→ **目的 1**
提示された文章から、「NISAは「攻め」だけではない?「守りの投資」の重要性」から「やかなのが最大の特徴である。」までの部分を一字一句変えずに出力せよ。
→ **目的 2**
一覧のうち、「drawn like (118,23).」を含む行から一覧の最後の行までを、両端の行も含めてそのまま返せ。

→ **提示された文章**
○ ○ ○
NISAでこそ輝く「守りの投資」:債券型ファンドがポートフォリオのリスク分散に不可欠な理由

投稿者: | 2025年12月6日

NISAは「攻め」だけではない?「守りの投資」の重要性

2024年から始まった新NISA(少額投資非課税制度)は、その非課税枠の大きさから、株式投資信託などを活用した積極的な資産形成、いわゆる「攻め」の投資に注目が集まりがちである。しかし、長期的な視点で安定した資産を築くためには、攻めと同様に「守り」の視点が不可欠となる。資産全体をポートフォリオとして捉え、攻めと守りのバランスを最適化することこそ、賢明な投資家の戦略と言えるだろう。そして、その守りの投資の中核を担うのが、今回解説する「債券型ファンド」である。

債券型ファンドとは何か?その基本的な仕組み

まず、投資信託の議論の前に「債券」そのものについて理解を深める必要がある。債券とは、国や地方公共団体、企業など(発行体)が、投資家から資金を借り入れるために発行する「借用証書」のようなものである。

債券の基本的な特徴

投資家は債券を購入することで発行体にお金を貸し、その見返りとして定期的に利子を受け取ることができる。そして、あらかじめ定められた満期日(償還日)を迎えると、投資した元本(額面金額)が返還されるのが原則だ。発行体が財政破綻しない限り元本割れのリスクは低いとされ、株式に比べて価格変動が穏やかなのが最大の特徴である。

債券型ファンドの役割

債券型ファンドとは、その名の通り、運用の専門家が投資家から集めた資金を元に、国内外の複数の債券に投資する投資信託のことである。個人で多種多様な債券を買い集めるのは困難だが、投資信託を利用すれば、少額から手軽に分散された債券ポートフォリオを構築できる。主な特徴は以下の通りだ。

  • 分散による信用リスクの低減:多数の債券に投資することで、特定の債券がデフォルト(債務不履行)に陥った場合の影響を限定的にできる。
  • 安定した収益源:主な収益は、保有する債券から得られる利子収入(インカムゲイン)である。これにより、安定した分配金が期待できる。
○ ○ ○
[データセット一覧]

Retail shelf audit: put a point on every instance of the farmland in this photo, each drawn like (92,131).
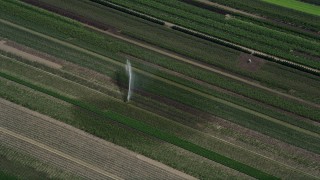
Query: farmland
(198,105)
(297,5)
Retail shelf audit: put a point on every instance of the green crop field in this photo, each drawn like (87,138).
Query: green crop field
(209,89)
(297,5)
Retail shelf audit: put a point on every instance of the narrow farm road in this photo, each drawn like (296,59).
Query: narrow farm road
(195,63)
(229,9)
(54,151)
(98,155)
(166,81)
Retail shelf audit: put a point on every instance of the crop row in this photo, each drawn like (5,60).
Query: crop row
(196,101)
(277,13)
(186,70)
(154,132)
(101,66)
(270,74)
(238,32)
(98,43)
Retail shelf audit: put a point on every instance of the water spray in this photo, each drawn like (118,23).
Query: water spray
(129,72)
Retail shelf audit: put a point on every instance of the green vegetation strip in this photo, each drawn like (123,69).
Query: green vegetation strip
(66,29)
(297,5)
(170,82)
(150,131)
○ ○ ○
→ **解答全文 1**
NISAは「攻め」だけではない?「守りの投資」の重要性

2024年から始まった新NISA(少額投資非課税制度)は、その非課税枠の大きさから、株式投資信託などを活用した積極的な資産形成、いわゆる「攻め」の投資に注目が集まりがちである。しかし、長期的な視点で安定した資産を築くためには、攻めと同様に「守り」の視点が不可欠となる。資産全体をポートフォリオとして捉え、攻めと守りのバランスを最適化することこそ、賢明な投資家の戦略と言えるだろう。そして、その守りの投資の中核を担うのが、今回解説する「債券型ファンド」である。

債券型ファンドとは何か?その基本的な仕組み

まず、投資信託の議論の前に「債券」そのものについて理解を深める必要がある。債券とは、国や地方公共団体、企業など(発行体)が、投資家から資金を借り入れるために発行する「借用証書」のようなものである。

債券の基本的な特徴

投資家は債券を購入することで発行体にお金を貸し、その見返りとして定期的に利子を受け取ることができる。そして、あらかじめ定められた満期日(償還日)を迎えると、投資した元本(額面金額)が返還されるのが原則だ。発行体が財政破綻しない限り元本割れのリスクは低いとされ、株式に比べて価格変動が穏やかなのが最大の特徴である。

→ **解答全文 2**
Retail shelf audit: put a point on every instance of the water spray in this photo, each drawn like (118,23).
Query: water spray
(129,72)
Retail shelf audit: put a point on every instance of the green vegetation strip in this photo, each drawn like (123,69).
Query: green vegetation strip
(66,29)
(297,5)
(170,82)
(150,131)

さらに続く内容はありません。